Problem statement –
Swap every "photo" in the entries below for "image" and write the entries out again with nothing else changed. Leave the pictures out.

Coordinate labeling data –
****************************************
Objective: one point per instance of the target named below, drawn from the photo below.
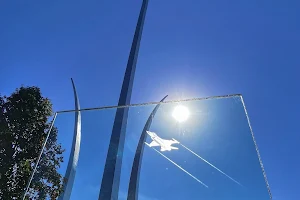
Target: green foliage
(24, 124)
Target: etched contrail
(181, 168)
(211, 165)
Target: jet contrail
(211, 164)
(181, 168)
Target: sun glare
(181, 113)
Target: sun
(181, 113)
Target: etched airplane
(165, 145)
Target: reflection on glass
(196, 149)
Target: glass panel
(200, 149)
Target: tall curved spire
(112, 170)
(137, 162)
(74, 155)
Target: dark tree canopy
(24, 124)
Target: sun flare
(181, 113)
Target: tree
(24, 124)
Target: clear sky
(189, 49)
(216, 130)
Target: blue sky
(189, 49)
(216, 130)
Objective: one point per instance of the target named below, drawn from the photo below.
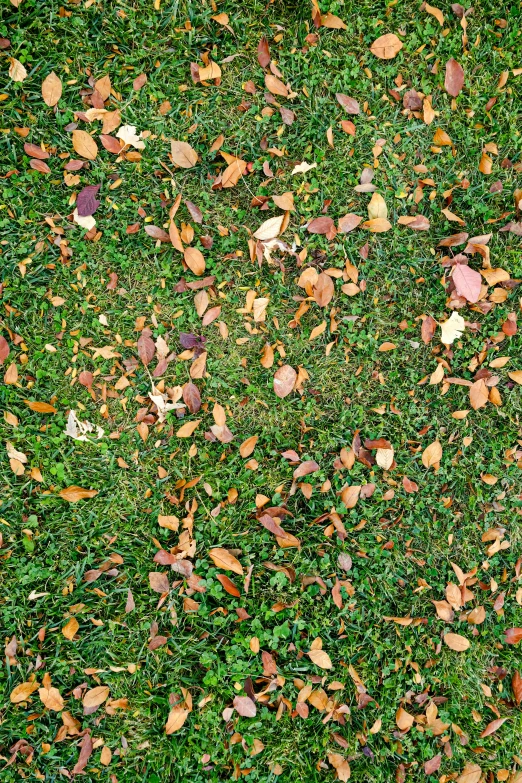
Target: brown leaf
(386, 47)
(454, 80)
(23, 691)
(157, 233)
(513, 635)
(159, 582)
(409, 485)
(224, 560)
(468, 283)
(176, 719)
(275, 85)
(74, 494)
(146, 347)
(320, 658)
(456, 642)
(51, 89)
(349, 222)
(191, 397)
(492, 727)
(432, 454)
(478, 394)
(183, 154)
(284, 381)
(432, 765)
(85, 754)
(248, 446)
(324, 290)
(195, 260)
(84, 145)
(263, 53)
(321, 225)
(349, 104)
(70, 628)
(516, 685)
(40, 407)
(228, 585)
(245, 706)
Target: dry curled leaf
(386, 47)
(284, 380)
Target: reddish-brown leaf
(349, 104)
(516, 685)
(428, 329)
(468, 283)
(454, 80)
(192, 397)
(263, 53)
(513, 635)
(228, 585)
(34, 151)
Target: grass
(402, 545)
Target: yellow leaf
(223, 559)
(186, 430)
(84, 145)
(51, 89)
(176, 719)
(69, 630)
(320, 658)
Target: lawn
(261, 391)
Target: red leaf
(263, 53)
(468, 283)
(454, 81)
(350, 104)
(513, 635)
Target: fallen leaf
(386, 47)
(74, 494)
(284, 381)
(454, 79)
(51, 89)
(183, 154)
(456, 642)
(223, 559)
(432, 455)
(320, 658)
(176, 719)
(84, 145)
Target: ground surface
(333, 639)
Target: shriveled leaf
(284, 380)
(320, 658)
(468, 283)
(223, 559)
(456, 642)
(386, 47)
(51, 89)
(183, 154)
(176, 719)
(74, 494)
(454, 79)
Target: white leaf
(452, 329)
(78, 430)
(127, 133)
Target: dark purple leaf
****************************************
Full solution –
Objective: one point per instance of the target named below, drawn from the image below.
Target: green foliage
(24, 124)
Target: etched contrail
(181, 168)
(211, 165)
Target: jet contrail
(211, 164)
(181, 168)
Target: sun glare
(181, 113)
Target: sun
(181, 113)
Target: etched airplane
(165, 145)
Target: reflection on glass
(196, 149)
Target: glass panel
(200, 149)
Target: tall curved spire
(112, 170)
(137, 162)
(74, 155)
Target: dark tree canopy
(24, 124)
Target: sun flare
(181, 113)
Target: tree
(24, 124)
Target: clear sky
(189, 49)
(216, 130)
Target: blue sky
(189, 49)
(216, 130)
Objective: one point per instance of the target named below, drawn from the image below.
Target: brown leaf
(386, 47)
(454, 80)
(23, 691)
(157, 233)
(513, 635)
(159, 582)
(409, 485)
(224, 560)
(468, 283)
(176, 719)
(275, 85)
(74, 494)
(146, 347)
(320, 658)
(456, 642)
(51, 89)
(349, 222)
(191, 397)
(492, 727)
(432, 454)
(478, 394)
(183, 154)
(284, 381)
(432, 765)
(85, 754)
(248, 446)
(324, 290)
(195, 260)
(84, 145)
(263, 53)
(321, 225)
(349, 104)
(70, 628)
(516, 685)
(40, 407)
(228, 585)
(245, 706)
Target: dry curled leaf
(386, 47)
(284, 380)
Target: reddish-brown leaf
(349, 104)
(516, 685)
(428, 329)
(468, 283)
(454, 80)
(192, 397)
(263, 53)
(513, 635)
(228, 585)
(34, 151)
Target: grass
(402, 545)
Target: yellow leaf
(223, 559)
(186, 430)
(84, 145)
(51, 89)
(176, 719)
(69, 630)
(320, 658)
Target: lawn
(261, 391)
Target: red leaf
(263, 53)
(468, 283)
(454, 81)
(350, 104)
(513, 635)
Target: fallen leaf
(386, 47)
(74, 494)
(284, 381)
(454, 79)
(51, 89)
(183, 154)
(456, 642)
(223, 559)
(432, 455)
(320, 658)
(176, 719)
(84, 145)
Target: ground surface
(333, 639)
Target: shriveled leaf
(284, 380)
(320, 658)
(468, 283)
(223, 559)
(456, 642)
(386, 47)
(51, 89)
(183, 154)
(176, 719)
(74, 494)
(454, 79)
Target: white leaf
(452, 329)
(78, 430)
(127, 133)
Target: dark purple leaf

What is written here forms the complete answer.